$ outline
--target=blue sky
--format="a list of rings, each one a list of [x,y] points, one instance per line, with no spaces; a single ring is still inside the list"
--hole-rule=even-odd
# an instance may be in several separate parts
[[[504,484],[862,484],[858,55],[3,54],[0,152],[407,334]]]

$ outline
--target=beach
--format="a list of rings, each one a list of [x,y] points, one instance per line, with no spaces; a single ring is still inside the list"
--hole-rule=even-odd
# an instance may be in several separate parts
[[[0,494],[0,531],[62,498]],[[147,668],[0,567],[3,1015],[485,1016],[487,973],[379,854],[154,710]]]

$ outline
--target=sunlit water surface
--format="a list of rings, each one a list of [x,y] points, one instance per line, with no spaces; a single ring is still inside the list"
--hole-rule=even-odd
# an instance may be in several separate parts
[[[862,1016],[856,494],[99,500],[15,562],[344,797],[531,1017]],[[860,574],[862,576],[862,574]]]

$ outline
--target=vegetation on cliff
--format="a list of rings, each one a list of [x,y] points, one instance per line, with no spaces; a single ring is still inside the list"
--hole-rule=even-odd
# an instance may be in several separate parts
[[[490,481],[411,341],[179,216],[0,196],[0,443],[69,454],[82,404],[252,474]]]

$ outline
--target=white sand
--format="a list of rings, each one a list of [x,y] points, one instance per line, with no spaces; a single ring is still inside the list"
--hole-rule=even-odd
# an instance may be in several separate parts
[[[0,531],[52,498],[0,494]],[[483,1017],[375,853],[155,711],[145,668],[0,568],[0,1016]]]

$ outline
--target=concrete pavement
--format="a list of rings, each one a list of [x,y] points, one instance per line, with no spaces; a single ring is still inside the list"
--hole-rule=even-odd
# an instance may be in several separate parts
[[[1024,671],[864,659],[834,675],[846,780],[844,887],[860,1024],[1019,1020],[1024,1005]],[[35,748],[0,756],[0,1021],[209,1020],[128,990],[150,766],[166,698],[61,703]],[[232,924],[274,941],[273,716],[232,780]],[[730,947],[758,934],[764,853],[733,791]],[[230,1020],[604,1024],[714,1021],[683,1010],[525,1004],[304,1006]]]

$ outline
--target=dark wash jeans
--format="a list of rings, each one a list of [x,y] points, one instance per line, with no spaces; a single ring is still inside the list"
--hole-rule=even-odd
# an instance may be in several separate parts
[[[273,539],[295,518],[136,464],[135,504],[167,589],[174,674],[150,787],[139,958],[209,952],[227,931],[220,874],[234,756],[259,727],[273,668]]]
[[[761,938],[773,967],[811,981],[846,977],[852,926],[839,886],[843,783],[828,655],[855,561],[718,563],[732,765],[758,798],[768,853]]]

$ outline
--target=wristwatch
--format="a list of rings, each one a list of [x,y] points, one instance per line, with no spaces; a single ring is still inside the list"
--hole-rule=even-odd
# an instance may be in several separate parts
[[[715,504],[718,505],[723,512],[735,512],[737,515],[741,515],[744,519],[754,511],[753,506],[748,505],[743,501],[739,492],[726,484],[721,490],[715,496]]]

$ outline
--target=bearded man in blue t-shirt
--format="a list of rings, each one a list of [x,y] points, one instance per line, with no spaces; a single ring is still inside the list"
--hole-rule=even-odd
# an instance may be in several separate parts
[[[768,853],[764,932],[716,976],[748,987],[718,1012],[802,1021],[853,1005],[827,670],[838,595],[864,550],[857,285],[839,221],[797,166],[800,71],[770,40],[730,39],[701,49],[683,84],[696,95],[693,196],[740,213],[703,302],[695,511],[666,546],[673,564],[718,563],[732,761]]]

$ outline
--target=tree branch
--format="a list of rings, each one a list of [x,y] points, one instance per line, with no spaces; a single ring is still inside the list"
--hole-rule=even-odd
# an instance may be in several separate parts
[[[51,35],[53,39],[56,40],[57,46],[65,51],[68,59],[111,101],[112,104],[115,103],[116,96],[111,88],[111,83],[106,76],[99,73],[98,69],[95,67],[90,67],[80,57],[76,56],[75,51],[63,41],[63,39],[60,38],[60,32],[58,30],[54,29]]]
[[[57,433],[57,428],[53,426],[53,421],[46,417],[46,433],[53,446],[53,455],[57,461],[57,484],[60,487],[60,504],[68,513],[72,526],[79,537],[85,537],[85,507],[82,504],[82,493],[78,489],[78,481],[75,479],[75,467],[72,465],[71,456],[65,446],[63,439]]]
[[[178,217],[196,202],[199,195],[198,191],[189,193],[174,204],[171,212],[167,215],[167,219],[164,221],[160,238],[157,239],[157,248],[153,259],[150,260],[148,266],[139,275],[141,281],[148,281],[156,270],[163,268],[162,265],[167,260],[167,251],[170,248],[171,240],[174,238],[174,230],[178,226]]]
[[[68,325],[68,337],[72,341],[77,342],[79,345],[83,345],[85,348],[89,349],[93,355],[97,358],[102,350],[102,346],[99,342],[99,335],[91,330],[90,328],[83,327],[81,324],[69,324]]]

**Prompt:** Set out the complete listing exactly as shown.

**The completed task:**
$ outline
--target=blue sky
--format="a list of rings, each one a list of [x,y] points, one instance per line, with no spaces; a single ring is still inside the list"
--hole-rule=even-odd
# an instance may be in several separate parts
[[[504,484],[862,484],[858,55],[3,54],[0,152],[407,334]]]

$ outline
--target=beach
--format="a list of rings, each one a list of [x,y] points, one instance per line, with no spaces; a single ring is still inside the list"
--hole-rule=even-odd
# an instance may be in several separate parts
[[[0,494],[0,531],[62,498]],[[147,668],[0,567],[3,1015],[485,1016],[487,973],[379,854],[154,710]]]

$ outline
--target=sunlit water surface
--format="a list of rings, each one a list of [x,y] points, one instance per line, with no spaces; a single ring is still inside the list"
--hole-rule=even-odd
# an instance may be in several separate parts
[[[862,1016],[856,494],[99,500],[15,562],[344,797],[531,1017]],[[860,574],[862,576],[862,574]]]

$ outline
--target=vegetation on cliff
--format="a list of rings, each one a list of [x,y] points, one instance per line, with no spaces; a single ring is still inside the list"
--hole-rule=even-odd
# an instance may be in several separate parts
[[[490,481],[411,341],[179,216],[0,196],[0,443],[69,454],[82,404],[252,474]]]

$ outline
--target=white sand
--format="a list of rings, each one a list of [x,y] points, one instance per line, with no spaces; a single ring is still inside the list"
--hole-rule=even-odd
# an instance may be in several separate parts
[[[0,531],[52,498],[0,494]],[[483,1017],[375,853],[155,711],[145,668],[0,568],[0,1016]]]

$ outline
--target=concrete pavement
--format="a list of rings, each one a list of [x,y] points, one instance per line, with no spaces; a single ring is still inside the list"
--hole-rule=even-odd
# an instance may be in several separate parts
[[[1024,671],[864,659],[834,675],[846,780],[844,887],[860,1024],[1019,1020],[1024,1005]],[[35,748],[0,756],[0,1021],[209,1020],[128,990],[150,766],[166,698],[61,703]],[[232,924],[274,941],[273,716],[232,780]],[[730,947],[758,934],[764,853],[733,791]],[[230,1020],[604,1024],[714,1021],[683,1010],[525,1004],[304,1006]]]

$ outline
--target=dark wash jeans
--format="a list of rings, each one a list of [x,y] points, one instance per line, with no spaces; a single ring is still inside the list"
--hole-rule=even-odd
# an instance may be in several separate parts
[[[273,539],[295,518],[136,464],[135,504],[167,589],[174,674],[150,787],[139,958],[209,952],[227,931],[220,874],[234,756],[259,727],[273,668]]]
[[[761,938],[773,967],[811,981],[846,977],[852,926],[839,886],[843,783],[828,655],[855,561],[718,563],[732,765],[758,798],[768,853]]]

$ outline
--target=wristwatch
--format="a list of rings, each one a list of [x,y] points, one instance per line, with no spaces; a single ring is still inside the list"
--hole-rule=even-odd
# an instance may be in several separate parts
[[[715,504],[718,505],[723,512],[735,512],[737,515],[741,515],[744,519],[754,511],[753,506],[748,505],[743,501],[739,492],[726,484],[721,490],[715,496]]]

$ outline
--target=bearded man in blue t-shirt
--format="a list of rings, each one a list of [x,y] points, one instance per line, with no spaces; a single ring is still inside the list"
--hole-rule=even-odd
# an instance may be in several separate parts
[[[768,853],[764,932],[716,976],[748,987],[718,1012],[802,1021],[853,1005],[827,670],[838,595],[864,550],[857,285],[839,221],[797,166],[800,71],[770,40],[730,39],[701,49],[683,84],[696,95],[693,196],[740,213],[703,302],[695,511],[666,546],[673,564],[718,563],[732,761]]]

$ outline
--target=tree branch
--format="a list of rings, each one a list of [x,y] points, one instance per line, with no spaces; a single ring is still inside the list"
--hole-rule=even-odd
# an instance may be in several separate parts
[[[51,35],[53,39],[56,40],[57,46],[65,51],[68,59],[111,101],[112,104],[115,103],[116,96],[111,88],[111,83],[106,76],[99,73],[98,69],[95,67],[90,67],[80,57],[76,56],[75,51],[63,41],[63,39],[60,38],[60,32],[58,30],[54,29]]]
[[[57,433],[57,428],[53,426],[53,421],[46,417],[46,433],[53,446],[53,455],[57,461],[57,484],[60,487],[60,504],[68,513],[72,526],[79,537],[85,537],[85,507],[82,504],[82,493],[78,489],[78,481],[75,479],[75,467],[72,465],[71,456],[65,446],[63,439]]]
[[[178,217],[196,202],[199,195],[198,191],[189,193],[174,204],[171,212],[167,215],[167,219],[164,221],[160,238],[157,239],[157,248],[153,259],[150,260],[148,266],[139,275],[141,281],[148,281],[156,270],[163,268],[162,265],[167,260],[167,251],[170,248],[171,240],[174,238],[174,230],[178,226]]]
[[[68,325],[68,337],[72,341],[77,342],[79,345],[83,345],[85,348],[89,349],[93,355],[97,358],[102,350],[102,346],[99,342],[99,335],[91,330],[90,328],[83,327],[81,324],[69,324]]]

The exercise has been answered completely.